● Supplied passage:

On September 18, 2015, Amgen sued Hospira in a fourth lawsuit under the Biologics Price Competition and Innovation Act of 2009 (BPCIA).  The lawsuit concerns Hospira’s proposed biosimilar of Amgen’s Epogen (epoetin alfa).  Amgen filed the case in Delaware and it has been assigned to Judge Andrews.

In addition to its claims for patent infringement, Amgen sued Hospira for failing to comply with the patent litigation provisions of the BPCIA.  In particular, Amgen explains that Hospira 1) failed to provide the manufacturing information required under 42 U.S.C. § 262(l)(2)(A), making it impossible for Amgen to ascertain whether certain of its patents were infringed, and 2) refused to participate in the BPCIA’s procedures for determining which patents are to be litigated immediately.  42 U.S.C. § 262(l)(4)-(6).  Although the majority in the Federal Circuit’s decision in Amgen v. Sandoz, 794 F.3d 1347 (Fed. Cir. 2015), recently held that a biosimilar maker can choose not to provide its regulatory application and other manufacturing information to the innovator company, Amgen notes that it is seeking for the full court to review this question.  Amgen’s complaint also states that Hospira refused to provide a 180-day notice of commercial marking after the approval of its product, i.e., the first time that Hospira can provide an effective notice of commercial marketing under Amgen v. Sandoz.  Amgen seeks an injunction to restore “the benefits afforded to [innovators] in the BPCIA, e.g., the information and time provided by the statute for evaluating Hospira’s manufacturing information, exchanging patent lists and information, negotiating patent lists, receiving Hospira’s notice of commercial marketing, and bringing patent infringement actions and preliminary injunction motions.”

Hospira’s proposed biosimilar has not been licensed by FDA.  FDA also has not announced plans for an advisory committee meeting for Hospira’s product.

● Work task:
Please copy the stretch from "On September 18, 2015, Amgen" through "to Judge Andrews." in the passage on Amgen's lawsuit, substituting "New Jersey" for "Delaware". The records have nothing to do with this.

● Provided information:
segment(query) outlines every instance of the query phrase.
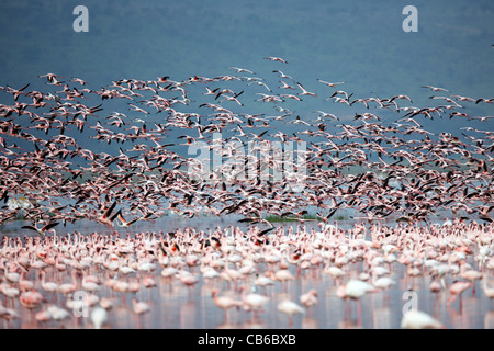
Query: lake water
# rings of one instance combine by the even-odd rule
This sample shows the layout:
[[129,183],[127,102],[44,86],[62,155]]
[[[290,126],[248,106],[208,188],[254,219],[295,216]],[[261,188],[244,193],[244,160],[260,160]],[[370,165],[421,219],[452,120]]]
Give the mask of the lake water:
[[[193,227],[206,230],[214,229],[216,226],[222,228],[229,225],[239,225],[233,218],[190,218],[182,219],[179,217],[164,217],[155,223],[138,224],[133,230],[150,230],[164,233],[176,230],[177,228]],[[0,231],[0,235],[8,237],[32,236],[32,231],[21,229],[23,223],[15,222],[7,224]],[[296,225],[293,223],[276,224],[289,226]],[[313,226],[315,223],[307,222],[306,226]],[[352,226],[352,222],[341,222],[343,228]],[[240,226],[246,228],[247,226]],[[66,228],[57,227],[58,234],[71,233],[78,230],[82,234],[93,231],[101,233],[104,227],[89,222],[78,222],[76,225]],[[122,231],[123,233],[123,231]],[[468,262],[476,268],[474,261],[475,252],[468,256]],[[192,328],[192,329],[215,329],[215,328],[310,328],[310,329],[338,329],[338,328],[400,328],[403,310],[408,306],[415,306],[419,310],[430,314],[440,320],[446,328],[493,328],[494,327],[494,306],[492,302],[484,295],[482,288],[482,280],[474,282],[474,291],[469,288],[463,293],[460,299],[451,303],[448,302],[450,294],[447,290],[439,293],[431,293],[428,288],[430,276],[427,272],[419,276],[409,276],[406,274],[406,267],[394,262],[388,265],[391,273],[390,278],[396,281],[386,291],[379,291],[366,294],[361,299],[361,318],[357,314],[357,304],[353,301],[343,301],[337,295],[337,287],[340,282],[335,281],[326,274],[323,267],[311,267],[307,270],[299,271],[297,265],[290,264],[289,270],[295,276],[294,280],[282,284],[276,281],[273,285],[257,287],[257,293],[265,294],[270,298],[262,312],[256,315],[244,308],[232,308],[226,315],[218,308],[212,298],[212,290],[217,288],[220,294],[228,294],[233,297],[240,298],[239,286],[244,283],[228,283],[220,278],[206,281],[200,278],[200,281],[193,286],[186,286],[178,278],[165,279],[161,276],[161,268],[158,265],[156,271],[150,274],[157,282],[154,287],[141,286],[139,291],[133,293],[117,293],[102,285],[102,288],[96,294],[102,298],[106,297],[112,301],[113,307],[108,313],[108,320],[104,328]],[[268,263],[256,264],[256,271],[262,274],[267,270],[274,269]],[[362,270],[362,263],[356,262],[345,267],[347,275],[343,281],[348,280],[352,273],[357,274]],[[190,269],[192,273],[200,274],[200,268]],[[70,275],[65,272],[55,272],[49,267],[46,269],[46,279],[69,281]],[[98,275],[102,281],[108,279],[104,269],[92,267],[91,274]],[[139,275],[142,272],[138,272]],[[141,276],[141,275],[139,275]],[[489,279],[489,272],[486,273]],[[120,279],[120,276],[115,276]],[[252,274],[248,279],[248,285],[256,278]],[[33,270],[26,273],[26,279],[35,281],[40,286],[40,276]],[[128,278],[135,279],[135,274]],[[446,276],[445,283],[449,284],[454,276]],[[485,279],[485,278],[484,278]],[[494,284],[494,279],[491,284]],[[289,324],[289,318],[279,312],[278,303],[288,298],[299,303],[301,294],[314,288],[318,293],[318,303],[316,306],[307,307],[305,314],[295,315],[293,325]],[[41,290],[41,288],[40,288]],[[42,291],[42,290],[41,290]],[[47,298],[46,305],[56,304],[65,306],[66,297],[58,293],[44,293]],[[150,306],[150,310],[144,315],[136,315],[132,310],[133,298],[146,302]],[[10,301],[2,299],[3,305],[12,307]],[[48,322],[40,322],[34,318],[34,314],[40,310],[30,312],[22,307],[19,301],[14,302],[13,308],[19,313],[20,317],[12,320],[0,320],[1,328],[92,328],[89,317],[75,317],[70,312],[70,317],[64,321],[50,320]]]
...
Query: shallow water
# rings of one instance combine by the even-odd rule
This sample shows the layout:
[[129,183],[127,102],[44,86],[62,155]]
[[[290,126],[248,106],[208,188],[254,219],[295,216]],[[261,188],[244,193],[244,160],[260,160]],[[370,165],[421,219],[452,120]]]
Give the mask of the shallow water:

● Response to this exercise:
On September 18, 2015, Amgen sued Hospira in a fourth lawsuit under the Biologics Price Competition and Innovation Act of 2009 (BPCIA).  The lawsuit concerns Hospira’s proposed biosimilar of Amgen’s Epogen (epoetin alfa).  Amgen filed the case in New Jersey and it has been assigned to Judge Andrews.